◆ Work to complete ◆
Would you copy out the following entries exactly, without any of the pictures?

#####

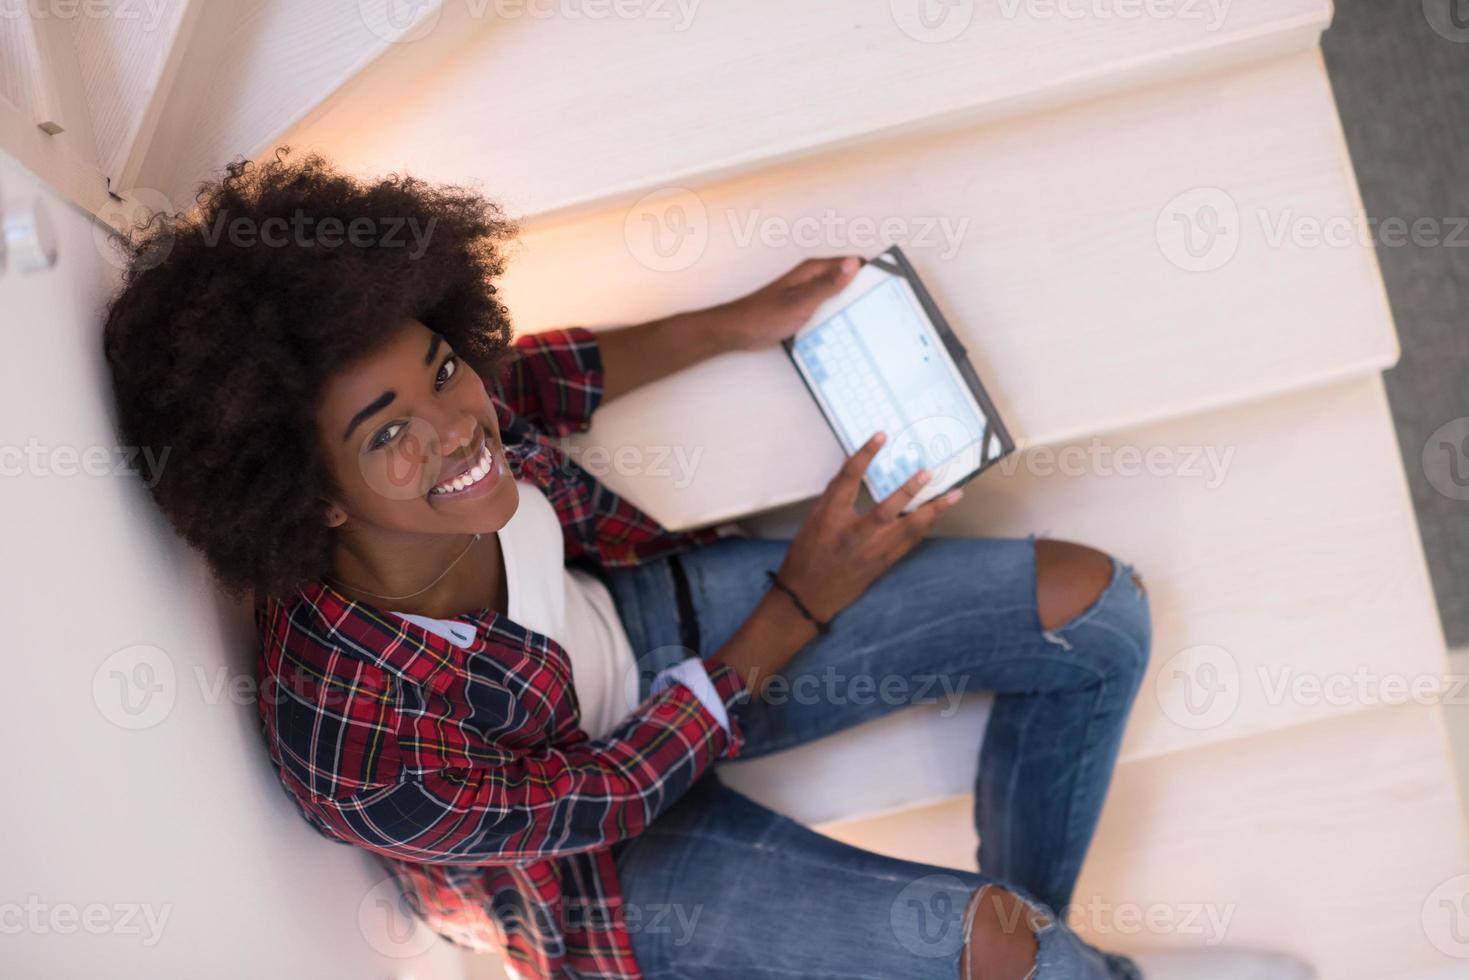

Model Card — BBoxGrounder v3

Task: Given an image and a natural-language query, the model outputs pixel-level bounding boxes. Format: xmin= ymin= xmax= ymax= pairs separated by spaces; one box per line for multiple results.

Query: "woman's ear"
xmin=320 ymin=498 xmax=348 ymax=529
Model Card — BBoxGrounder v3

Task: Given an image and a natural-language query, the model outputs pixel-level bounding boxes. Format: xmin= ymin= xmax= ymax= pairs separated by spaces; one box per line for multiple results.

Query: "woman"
xmin=101 ymin=150 xmax=1310 ymax=979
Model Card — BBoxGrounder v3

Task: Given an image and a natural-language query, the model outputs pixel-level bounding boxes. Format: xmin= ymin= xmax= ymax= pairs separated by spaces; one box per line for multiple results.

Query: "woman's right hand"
xmin=773 ymin=431 xmax=965 ymax=624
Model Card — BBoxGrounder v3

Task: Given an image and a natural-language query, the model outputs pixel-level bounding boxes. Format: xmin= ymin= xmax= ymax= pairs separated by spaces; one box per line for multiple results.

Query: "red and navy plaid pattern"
xmin=255 ymin=328 xmax=751 ymax=979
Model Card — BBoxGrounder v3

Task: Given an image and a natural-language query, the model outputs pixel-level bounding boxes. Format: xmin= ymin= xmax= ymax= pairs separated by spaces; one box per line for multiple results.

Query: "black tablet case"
xmin=780 ymin=244 xmax=1017 ymax=501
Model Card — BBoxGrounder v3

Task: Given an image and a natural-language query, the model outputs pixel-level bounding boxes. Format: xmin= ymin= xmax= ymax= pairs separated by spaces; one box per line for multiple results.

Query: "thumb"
xmin=799 ymin=255 xmax=861 ymax=300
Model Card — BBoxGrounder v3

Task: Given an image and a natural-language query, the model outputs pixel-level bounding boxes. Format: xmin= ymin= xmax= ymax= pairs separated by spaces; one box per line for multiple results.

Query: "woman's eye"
xmin=437 ymin=355 xmax=459 ymax=389
xmin=368 ymin=356 xmax=458 ymax=451
xmin=371 ymin=422 xmax=404 ymax=450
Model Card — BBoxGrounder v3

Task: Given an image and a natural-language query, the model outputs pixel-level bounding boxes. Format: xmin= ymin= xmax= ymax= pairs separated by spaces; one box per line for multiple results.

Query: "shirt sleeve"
xmin=497 ymin=327 xmax=604 ymax=437
xmin=650 ymin=657 xmax=733 ymax=745
xmin=305 ymin=658 xmax=751 ymax=866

#####

◆ Output of the exercise ◆
Model Card — BBoxGrounder v3

Task: Given an image and a natural-language query, the model outputs pixel-level bounding boxes. Format: xmin= ymin= xmax= ymax= pairs separated by spaces; one box per line for multiple results.

Query: "woman's ear"
xmin=320 ymin=498 xmax=348 ymax=529
Model Card — BBoxGrounder v3

Task: Given an image and a natural-language query, the model outputs pixel-level bounding boxes. Format: xmin= ymin= xmax= ymax= pairs separated by spaces; one box per line for multiple results.

Query: "woman"
xmin=101 ymin=150 xmax=1310 ymax=979
Model Card — BBoxGrounder v3

Task: Given an image and a natural-language query, the model outputs pixel-level bounding boxes. Format: xmin= ymin= xmax= ymax= pairs separated by spaces; one box per line for multiple results.

Query: "woman's right hand"
xmin=773 ymin=431 xmax=965 ymax=624
Model Card — BBoxGrounder v3

Task: Given an image and a natural-language query, the model outputs pixel-level bounding boxes. Format: xmin= ymin= xmax= ymax= pairs separated by spaces; one box per line for multiple results.

Query: "red and navy plaid pattern"
xmin=255 ymin=328 xmax=751 ymax=979
Model Card — BBoxGrounder v3

Task: Given an image and a natural-language query, the model outputs pixel-level bounding boxes. Format: xmin= ymin= xmax= ymax= pairs separated by spaces; one box per line for multiple results.

Query: "black tablet case"
xmin=780 ymin=244 xmax=1017 ymax=501
Model Card — BBoxGrounder v3

Task: Given an image and a natural-language query, the model outputs pixel-level bounding boxes. Format: xmin= ymin= xmax= ymax= pairs separated by spaces; one box per line for multiple results.

Query: "thumb"
xmin=799 ymin=255 xmax=861 ymax=300
Model Card — BBoxGrounder v3

Task: Given an image and a natural-language query, the model outputs pixel-level bounding boxes. Format: xmin= ymin= xmax= ymax= pairs separated by spaces; one box per line for multiple results.

Query: "woman's eye"
xmin=437 ymin=355 xmax=459 ymax=389
xmin=368 ymin=356 xmax=458 ymax=451
xmin=371 ymin=422 xmax=404 ymax=450
Model Card — BBoxGrounder v3

Task: Given an image and a natural-language query, the model outputs pixel-level bounding boxes. Format: xmin= ymin= xmax= ymax= pairs separated by spaces; one box per line for multiple results.

Query: "shirt sleeve"
xmin=497 ymin=327 xmax=604 ymax=437
xmin=650 ymin=657 xmax=733 ymax=745
xmin=305 ymin=658 xmax=751 ymax=866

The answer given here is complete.